Work instructions
Rewrite the entries from the line holding "[locate] the woman with" through the line holding "x=157, y=180", inclusive, keeping the requests as they are. Adjust every x and y coordinate in the answer points by -88, but leave the sample coordinates inside the requests unchanged.

Input for this task
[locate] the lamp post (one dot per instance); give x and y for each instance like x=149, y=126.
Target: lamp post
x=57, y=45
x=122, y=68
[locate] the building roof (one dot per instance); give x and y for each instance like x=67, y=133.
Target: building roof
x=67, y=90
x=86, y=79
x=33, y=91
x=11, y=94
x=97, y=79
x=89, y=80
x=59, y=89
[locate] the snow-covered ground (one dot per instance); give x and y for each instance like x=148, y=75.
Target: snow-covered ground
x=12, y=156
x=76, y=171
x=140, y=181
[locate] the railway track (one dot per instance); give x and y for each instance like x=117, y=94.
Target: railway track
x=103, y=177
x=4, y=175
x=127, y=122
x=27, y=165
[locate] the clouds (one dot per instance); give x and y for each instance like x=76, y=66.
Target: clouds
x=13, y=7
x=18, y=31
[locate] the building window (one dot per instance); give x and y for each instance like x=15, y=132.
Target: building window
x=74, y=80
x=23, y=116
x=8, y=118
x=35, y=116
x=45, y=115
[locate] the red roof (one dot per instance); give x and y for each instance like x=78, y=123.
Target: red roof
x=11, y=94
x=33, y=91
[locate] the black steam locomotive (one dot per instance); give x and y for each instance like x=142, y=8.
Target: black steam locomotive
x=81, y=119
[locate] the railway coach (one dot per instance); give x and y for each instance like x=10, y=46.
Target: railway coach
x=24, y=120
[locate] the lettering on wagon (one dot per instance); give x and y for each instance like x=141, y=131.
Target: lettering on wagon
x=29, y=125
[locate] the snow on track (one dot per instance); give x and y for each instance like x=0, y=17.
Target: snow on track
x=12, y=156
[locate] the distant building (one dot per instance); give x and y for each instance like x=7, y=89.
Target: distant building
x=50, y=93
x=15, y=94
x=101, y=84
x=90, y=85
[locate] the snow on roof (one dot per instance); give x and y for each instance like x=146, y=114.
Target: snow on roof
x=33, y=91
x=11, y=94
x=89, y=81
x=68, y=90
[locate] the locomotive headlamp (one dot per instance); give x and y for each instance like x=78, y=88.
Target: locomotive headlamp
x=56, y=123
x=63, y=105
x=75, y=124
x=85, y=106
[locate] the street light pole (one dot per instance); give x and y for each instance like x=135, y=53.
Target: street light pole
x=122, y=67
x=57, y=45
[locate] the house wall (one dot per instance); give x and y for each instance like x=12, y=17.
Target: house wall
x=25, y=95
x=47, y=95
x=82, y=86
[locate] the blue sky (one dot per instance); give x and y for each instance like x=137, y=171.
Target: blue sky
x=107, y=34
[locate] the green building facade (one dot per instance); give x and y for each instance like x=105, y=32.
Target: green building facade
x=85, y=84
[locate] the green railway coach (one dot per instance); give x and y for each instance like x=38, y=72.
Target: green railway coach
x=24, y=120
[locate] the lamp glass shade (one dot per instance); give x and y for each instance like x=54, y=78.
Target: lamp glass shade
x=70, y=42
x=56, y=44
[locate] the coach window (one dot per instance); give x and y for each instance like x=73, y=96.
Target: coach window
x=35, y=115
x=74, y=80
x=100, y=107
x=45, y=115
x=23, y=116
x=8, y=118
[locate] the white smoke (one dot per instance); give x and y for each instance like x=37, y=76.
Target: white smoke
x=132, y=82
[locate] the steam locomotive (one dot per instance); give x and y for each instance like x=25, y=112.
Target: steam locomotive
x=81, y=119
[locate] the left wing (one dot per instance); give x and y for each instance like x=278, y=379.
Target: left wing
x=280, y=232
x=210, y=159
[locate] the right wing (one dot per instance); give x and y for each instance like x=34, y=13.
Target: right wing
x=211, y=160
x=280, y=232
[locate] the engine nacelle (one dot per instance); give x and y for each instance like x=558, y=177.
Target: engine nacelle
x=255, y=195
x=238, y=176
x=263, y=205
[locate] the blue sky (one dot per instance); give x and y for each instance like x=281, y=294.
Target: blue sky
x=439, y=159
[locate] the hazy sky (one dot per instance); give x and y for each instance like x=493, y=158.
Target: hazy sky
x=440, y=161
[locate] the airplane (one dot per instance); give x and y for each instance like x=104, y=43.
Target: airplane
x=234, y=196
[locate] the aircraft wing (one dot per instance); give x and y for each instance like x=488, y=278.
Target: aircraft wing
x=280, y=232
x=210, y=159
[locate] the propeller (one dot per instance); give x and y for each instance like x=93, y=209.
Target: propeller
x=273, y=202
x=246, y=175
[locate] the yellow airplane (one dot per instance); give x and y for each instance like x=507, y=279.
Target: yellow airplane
* * *
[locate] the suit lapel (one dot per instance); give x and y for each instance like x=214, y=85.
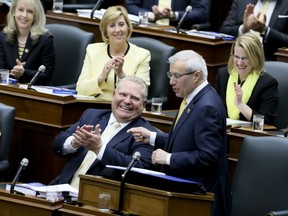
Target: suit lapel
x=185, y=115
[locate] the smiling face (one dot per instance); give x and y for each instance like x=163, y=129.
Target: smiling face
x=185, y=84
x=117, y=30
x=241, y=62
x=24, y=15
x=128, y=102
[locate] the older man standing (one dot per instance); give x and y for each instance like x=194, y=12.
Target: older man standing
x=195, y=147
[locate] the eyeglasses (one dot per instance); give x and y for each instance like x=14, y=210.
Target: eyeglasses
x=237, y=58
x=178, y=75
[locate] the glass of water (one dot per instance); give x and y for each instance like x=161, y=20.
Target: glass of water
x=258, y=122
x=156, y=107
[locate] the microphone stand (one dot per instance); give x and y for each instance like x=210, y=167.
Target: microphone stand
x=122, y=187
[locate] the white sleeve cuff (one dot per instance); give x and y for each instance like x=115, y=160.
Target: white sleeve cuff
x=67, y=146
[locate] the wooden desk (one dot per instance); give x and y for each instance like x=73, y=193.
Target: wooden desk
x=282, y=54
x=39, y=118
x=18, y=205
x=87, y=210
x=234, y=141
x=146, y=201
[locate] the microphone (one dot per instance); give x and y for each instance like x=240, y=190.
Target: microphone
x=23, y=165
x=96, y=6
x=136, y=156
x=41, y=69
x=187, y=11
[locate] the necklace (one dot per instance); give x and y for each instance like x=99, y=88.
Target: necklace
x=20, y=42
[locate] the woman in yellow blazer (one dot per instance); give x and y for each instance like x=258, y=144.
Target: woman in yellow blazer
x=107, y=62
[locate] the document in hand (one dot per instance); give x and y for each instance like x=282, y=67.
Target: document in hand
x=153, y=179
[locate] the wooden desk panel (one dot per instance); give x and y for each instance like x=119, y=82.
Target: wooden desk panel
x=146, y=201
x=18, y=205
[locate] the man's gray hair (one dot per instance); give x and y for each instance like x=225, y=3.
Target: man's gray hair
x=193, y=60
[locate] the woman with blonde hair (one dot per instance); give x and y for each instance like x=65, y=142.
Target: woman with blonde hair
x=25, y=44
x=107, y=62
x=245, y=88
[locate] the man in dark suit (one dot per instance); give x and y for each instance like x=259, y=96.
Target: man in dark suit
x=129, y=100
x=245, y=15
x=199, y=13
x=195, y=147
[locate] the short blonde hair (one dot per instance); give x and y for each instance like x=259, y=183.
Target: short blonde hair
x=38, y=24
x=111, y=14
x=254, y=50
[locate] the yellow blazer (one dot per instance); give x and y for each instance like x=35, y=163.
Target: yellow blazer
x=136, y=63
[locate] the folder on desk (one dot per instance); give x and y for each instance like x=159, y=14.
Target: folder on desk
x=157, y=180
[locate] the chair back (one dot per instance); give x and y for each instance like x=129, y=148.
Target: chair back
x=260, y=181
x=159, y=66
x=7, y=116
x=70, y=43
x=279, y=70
...
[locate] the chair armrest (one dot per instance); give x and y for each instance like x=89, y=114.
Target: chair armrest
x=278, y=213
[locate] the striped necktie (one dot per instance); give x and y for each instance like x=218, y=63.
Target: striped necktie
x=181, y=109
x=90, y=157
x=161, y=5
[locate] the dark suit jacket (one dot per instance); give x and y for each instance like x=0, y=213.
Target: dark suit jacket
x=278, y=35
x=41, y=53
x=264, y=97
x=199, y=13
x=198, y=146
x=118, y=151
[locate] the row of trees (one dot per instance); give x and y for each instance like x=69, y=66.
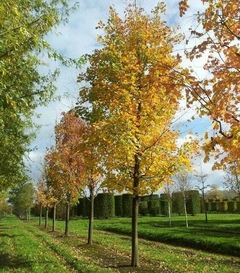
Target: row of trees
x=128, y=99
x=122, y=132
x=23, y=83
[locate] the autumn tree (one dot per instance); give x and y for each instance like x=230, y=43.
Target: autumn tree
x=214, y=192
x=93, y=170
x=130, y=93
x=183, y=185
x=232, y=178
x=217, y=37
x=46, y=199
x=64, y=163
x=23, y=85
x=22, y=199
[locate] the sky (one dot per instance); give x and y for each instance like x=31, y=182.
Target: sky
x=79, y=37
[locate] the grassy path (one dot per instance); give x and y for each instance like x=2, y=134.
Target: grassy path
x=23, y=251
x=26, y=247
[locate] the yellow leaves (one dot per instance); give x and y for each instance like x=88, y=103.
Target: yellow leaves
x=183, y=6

Exercise output
[locate] the woman with blonde hair (one dot per instance); give x and y for each instance like x=65, y=142.
Target: woman with blonde hair
x=-63, y=-44
x=19, y=-26
x=157, y=0
[locate] the man in dark suit (one dot per instance); give x and y for each instance like x=259, y=96.
Target: man in dark suit
x=41, y=12
x=157, y=-73
x=111, y=-75
x=107, y=59
[locate] the short blonde hair (one dot per instance); give x and y for each instance like x=259, y=183.
Target: short blonde hair
x=-50, y=-64
x=23, y=-74
x=166, y=-38
[locate] the yellow blazer (one dot per instance); give x and y for each instance like x=35, y=163.
Target: yellow blazer
x=48, y=-25
[locate] the folder on desk (one dot per instance); give x and y for each instance like x=159, y=14.
Target: folder on desk
x=69, y=92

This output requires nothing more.